◆ **Фрагмент текста**
======
Как это понять? В том ли смысле, что капитал, находившийся последнее время в руках К. Цеткин, никому не был дан и пропал? Мы видели, что Ленин в 1910 году Обещал передать «держателям» 475 тысяч франков, из них 75 тысяч франков немедленно в начале года, а остальные в «два срока на протяжении двух лет». Но так как уже в декабре 1910 года Ленин объявил договор с меньшевиками расторгнутым, ни о каких передачах после этого не было и речи. «Держатели» могли до декабря 1910 года получить максимум 200 тысяч франков(меньшая цифра гораздо вернее), и эти деньги в подавляющей доле поступили в партию в течение 1910–1911 годов. Например в 1911 году, несмотря на протесты меньшевиков, К. Цеткин выдала крупную сумму так называемой технической комиссии, организовывавшей Пражскую конференцию. Можно уверенно сказать, что после передачи «держателям» все-таки какие-то большие суммы остались в руках Большевистского Центра и остатки пригодились Ленину во время войны в 1914–1916 годах для его изданий.
Конечно, было бы нелепо думать, что борьба Ленина за удержание в руках Большевистского Центра, а потом за возвращение ему капитала Шмита, инспирировалась лишь корыстными намерениями личного характера. Сей капитал был нужен для организации революции, а такая цель пронизывала все существо Ленина. Было бы вместе с тем детской наивностью утверждать, что этот капитал ни с какой стороны и ни в какой мере не имел отношения к личному материальному положению Ленина. В 1902 году в брошюре «Что делать?» Ленин настаивал, что «профессиональный революционер», – и он мог бы сказать: «из них же первый есмь аз», – отдающий свои силы революции, должен быть освобожден от обязанности думать о хлебе насущном. Он должен получать содержание от партии. Ленин и стал его получать с 1901 года в качестве одного из редакторов «Искры». К жалованью был добавок из «ульяновского фонда», но, пользуясь выражением, которое Ленин часто употреблял, то была Privatsache, и ничьи заглядывания сюда он не допускал. Жалованье от партии в период второй революции, начиная с 1908 года, Ленин получал с таким же правом и основанием, как и в период первый. В этом не может быть никакого сомнения: на этот счет, как увидим, есть прямое указание самого Ленина. Более спорно, сколько он получал, причем попытки это узнать обычно в СССР встречают указание, что личные потребности Ленина были так малы, и он требовал лично для себя так мало, что вопрос, сколько он получал, никакого интереса и важности не представляет.
Так ли это? Из людей, которые могли бы точно указать размер жалованья Ленина, никого уже нет в живых. Одни умерли естественной смертью, другие – Каменев и Зиновьев, с 1909 года в течение лет близко стоявшие к Ленину, – погибли в подвалах НКВД. Бесполезно искать ответа в соответствующих денежных отчетах большевистской партии, – их не найти, они оставались лишь в узеньком кругу лиц и не подлежали публикации.
======
◆ **Задания**
1. Объясните по отрывку о капитале Шмита, почему после декабря 1910 года передач «держателям» уже не было. Ответ дайте в одном–трех предложениях.
2. Перепишите из отрывка о капитале Шмита всё, начиная со слов «Так ли это?» и вплоть до слов «не подлежали публикации.».
3. Напишите продолжение отрывка о капитале Шмита, начав сразу после его последнего предложения.
Записи для выполнения заданий не понадобятся.

◆ **Приложенные записи**
======
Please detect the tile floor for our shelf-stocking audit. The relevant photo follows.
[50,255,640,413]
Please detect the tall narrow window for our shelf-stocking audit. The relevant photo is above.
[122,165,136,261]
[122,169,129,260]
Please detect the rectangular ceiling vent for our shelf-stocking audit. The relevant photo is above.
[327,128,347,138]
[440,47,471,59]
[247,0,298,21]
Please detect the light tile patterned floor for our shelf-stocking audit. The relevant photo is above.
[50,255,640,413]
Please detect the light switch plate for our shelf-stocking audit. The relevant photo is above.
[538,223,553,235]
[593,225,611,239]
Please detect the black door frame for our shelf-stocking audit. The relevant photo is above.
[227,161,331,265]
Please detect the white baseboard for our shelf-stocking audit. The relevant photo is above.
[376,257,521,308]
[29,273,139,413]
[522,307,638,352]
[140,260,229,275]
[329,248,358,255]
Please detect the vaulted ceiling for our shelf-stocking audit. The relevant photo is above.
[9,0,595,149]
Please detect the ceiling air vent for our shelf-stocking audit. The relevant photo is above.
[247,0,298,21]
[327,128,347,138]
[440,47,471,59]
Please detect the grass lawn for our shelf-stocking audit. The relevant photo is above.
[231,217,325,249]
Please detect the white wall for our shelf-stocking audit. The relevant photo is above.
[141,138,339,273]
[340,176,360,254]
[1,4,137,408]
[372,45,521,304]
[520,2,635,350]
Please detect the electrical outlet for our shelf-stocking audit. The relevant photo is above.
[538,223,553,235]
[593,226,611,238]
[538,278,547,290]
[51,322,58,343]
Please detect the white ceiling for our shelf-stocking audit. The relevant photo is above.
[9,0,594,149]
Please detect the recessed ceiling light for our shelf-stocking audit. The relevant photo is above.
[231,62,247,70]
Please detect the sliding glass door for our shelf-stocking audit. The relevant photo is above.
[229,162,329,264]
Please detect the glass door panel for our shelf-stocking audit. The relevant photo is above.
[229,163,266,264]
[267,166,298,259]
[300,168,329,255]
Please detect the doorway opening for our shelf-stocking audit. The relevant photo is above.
======
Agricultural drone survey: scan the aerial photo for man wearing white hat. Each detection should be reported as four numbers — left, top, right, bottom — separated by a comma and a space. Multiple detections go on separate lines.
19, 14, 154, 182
======
◆ **Ответы**
1. В декабре 1910 года Ленин объявил договор с меньшевиками расторгнутым. Поэтому ни о каких передачах после этого не было и речи.

2.
Так ли это? Из людей, которые могли бы точно указать размер жалованья Ленина, никого уже нет в живых. Одни умерли естественной смертью, другие – Каменев и Зиновьев, с 1909 года в течение лет близко стоявшие к Ленину, – погибли в подвалах НКВД. Бесполезно искать ответа в соответствующих денежных отчетах большевистской партии, – их не найти, они оставались лишь в узеньком кругу лиц и не подлежали публикации.

3.
После объединительного пленума, в январе 1910 года, открывшего «эру» мнимого объединения меньшевиков и большевиков, пришлось давать отчет о расходах, производимых из капитала Шмита, объявленного, согласно договору, общепартийным. В 1910 году появились печатные отчеты Заграничного Бюро Центрального Комитета – один за время с 1 февраля по 30 апреля с расходной суммой в 49 600 франков, другой – от 1 мая по 31 октября с расходом в 60 375 франков; всего за 9 месяцев – 110 тысяч франков. Вследствие соображений конспиративного и другого порядка, отчеты так кратки и маловразумительны, что вытянуть из них сведения кто и сколько получал – очень трудно. Вместо слова «жалованье», звучащего слишком по-казенному, отчеты употребляют более благозвучный термин – «диета»:«диета» членам редакции Центрального органа, «диета» представителям Центрального Комитета, «диета» экспедитору партийных изданий.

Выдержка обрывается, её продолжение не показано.